Given task 1: Rewrite the stretch of the article on nuclear power and renewables from "How renewables get" through "will be protected.", putting "estimates" in place of "projections".

Article:
Friday, 4 February 2011

How renewables get squeezed with nuclear power

Using figures from the Government's own Digest of United Kingdom Energy Statistics we can see how the nuclear construction programme will squeeze the renewables programme. On the most plausible projections renewables share of UK electricity generation is likely to remain less than 20 per cent, certainly a lot less than the 30 per cent quoted as the target by the Government. In this way the demands of companies like EDF can be met for renewable development to be limited so that the commercial interests of nuclear power will be protected.

The Government plans to build 16 GW of nuclear power by 2025, according to its 'National Policy Statement'. When this amount is added to the existing commitment to build new gas combined cycle generation turbines (CCGTs), it is simple to see that there is no chance of renewables making anywhere near the 30 per cent target share of electricity (by 2020 or any other time). According to the Government’s proposals renewables will, through the proposed ‘low carbon mechanism', either be in direct or indirect  competition for resources (paid by electricity consumers through increased prices) with nuclear power. There will be no level playing field in this ‘competition’ between nuclear and renewables. No doubt nuclear will be given back-door guarantees for support which will not be available for renewable energy developers, as is always the case with nuclear power.

The figures speak for themselves on how renewables will be crowded out using average load factors (per centage time that plant generate on average in the UK compared to their maximum production). 16 GW of new nuclear power stations at an 80 per cent load factor produces 141 TWh per year. 39 GW of the existing (or planned) CCGTs at just 67 per cent load factor gives 229 TWh. UK Electricity supply for 2009 was 357 TWh, so even if this increases to 450 TWh renewables will be left with just 80 TWh, or less than 18 per cent of total electricity supply. It should be remembered that UK electricity demand/supply has been static over the last decade because of high energy prices, so supply might not even increase to 450 TWh by 2025.  It should also be remembered that this 18 percent residue will become smaller as schemes for carbon capture and storage are developed.

Records supplied:
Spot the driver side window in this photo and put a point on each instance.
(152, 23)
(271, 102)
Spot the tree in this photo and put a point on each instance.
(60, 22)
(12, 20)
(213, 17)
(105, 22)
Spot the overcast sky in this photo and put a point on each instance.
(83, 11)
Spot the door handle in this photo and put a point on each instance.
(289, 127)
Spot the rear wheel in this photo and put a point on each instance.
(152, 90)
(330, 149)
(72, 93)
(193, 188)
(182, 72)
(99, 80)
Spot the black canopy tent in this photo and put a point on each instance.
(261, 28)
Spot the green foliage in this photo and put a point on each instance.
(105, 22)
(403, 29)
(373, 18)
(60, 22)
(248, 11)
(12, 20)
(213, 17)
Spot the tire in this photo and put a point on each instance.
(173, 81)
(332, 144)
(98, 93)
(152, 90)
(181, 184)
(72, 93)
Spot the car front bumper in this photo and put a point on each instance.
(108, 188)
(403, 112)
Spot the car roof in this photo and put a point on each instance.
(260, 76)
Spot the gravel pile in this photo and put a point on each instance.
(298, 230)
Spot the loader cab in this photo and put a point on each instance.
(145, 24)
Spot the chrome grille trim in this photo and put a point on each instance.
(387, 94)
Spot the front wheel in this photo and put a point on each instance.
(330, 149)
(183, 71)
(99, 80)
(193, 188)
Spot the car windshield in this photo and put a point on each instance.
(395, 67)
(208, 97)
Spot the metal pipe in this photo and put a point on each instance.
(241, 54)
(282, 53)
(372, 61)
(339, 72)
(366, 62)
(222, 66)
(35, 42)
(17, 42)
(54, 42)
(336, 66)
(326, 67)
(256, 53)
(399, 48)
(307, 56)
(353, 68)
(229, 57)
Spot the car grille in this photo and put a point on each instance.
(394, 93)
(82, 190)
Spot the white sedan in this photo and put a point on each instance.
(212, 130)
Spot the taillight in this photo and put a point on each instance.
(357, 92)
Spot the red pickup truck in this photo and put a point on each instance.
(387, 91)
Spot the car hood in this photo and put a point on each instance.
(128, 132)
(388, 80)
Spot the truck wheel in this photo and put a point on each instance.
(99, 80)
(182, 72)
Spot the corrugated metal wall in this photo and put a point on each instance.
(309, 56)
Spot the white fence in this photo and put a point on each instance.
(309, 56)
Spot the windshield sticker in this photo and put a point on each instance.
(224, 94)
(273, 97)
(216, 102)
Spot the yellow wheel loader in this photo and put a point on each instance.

Given task 2: Copy the rows word for word, covering the stretch from the row that contains "Spot the black" through the last of the rows.

Exercise response 1:
How renewables get squeezed with nuclear power

Using figures from the Government's own Digest of United Kingdom Energy Statistics we can see how the nuclear construction programme will squeeze the renewables programme. On the most plausible estimates renewables share of UK electricity generation is likely to remain less than 20 per cent, certainly a lot less than the 30 per cent quoted as the target by the Government. In this way the demands of companies like EDF can be met for renewable development to be limited so that the commercial interests of nuclear power will be protected.

Exercise response 2:
Spot the black canopy tent in this photo and put a point on each instance.
(261, 28)
Spot the green foliage in this photo and put a point on each instance.
(105, 22)
(403, 29)
(373, 18)
(60, 22)
(248, 11)
(12, 20)
(213, 17)
Spot the tire in this photo and put a point on each instance.
(173, 81)
(332, 144)
(98, 93)
(152, 90)
(181, 184)
(72, 93)
Spot the car front bumper in this photo and put a point on each instance.
(108, 188)
(403, 112)
Spot the car roof in this photo and put a point on each instance.
(260, 76)
Spot the gravel pile in this photo and put a point on each instance.
(298, 230)
Spot the loader cab in this photo and put a point on each instance.
(145, 24)
Spot the chrome grille trim in this photo and put a point on each instance.
(387, 94)
Spot the front wheel in this photo and put a point on each instance.
(330, 149)
(183, 71)
(99, 80)
(193, 188)
Spot the car windshield in this photo and put a point on each instance.
(395, 67)
(208, 97)
Spot the metal pipe in this photo and put a point on each instance.
(241, 54)
(282, 53)
(372, 61)
(339, 72)
(366, 62)
(222, 66)
(35, 42)
(17, 42)
(54, 42)
(336, 66)
(326, 67)
(256, 53)
(399, 48)
(307, 56)
(353, 68)
(229, 57)
Spot the car grille in this photo and put a point on each instance.
(394, 93)
(82, 190)
Spot the white sedan in this photo and put a point on each instance.
(212, 130)
Spot the taillight in this photo and put a point on each instance.
(357, 92)
Spot the red pickup truck in this photo and put a point on each instance.
(387, 91)
Spot the car hood in this photo and put a point on each instance.
(128, 132)
(388, 80)
Spot the truck wheel in this photo and put a point on each instance.
(99, 80)
(182, 72)
Spot the corrugated metal wall in this photo and put a point on each instance.
(309, 56)
Spot the white fence in this photo and put a point on each instance.
(309, 56)
Spot the windshield sticker in this photo and put a point on each instance.
(224, 94)
(273, 97)
(216, 102)
Spot the yellow wheel loader in this photo and put a point on each instance.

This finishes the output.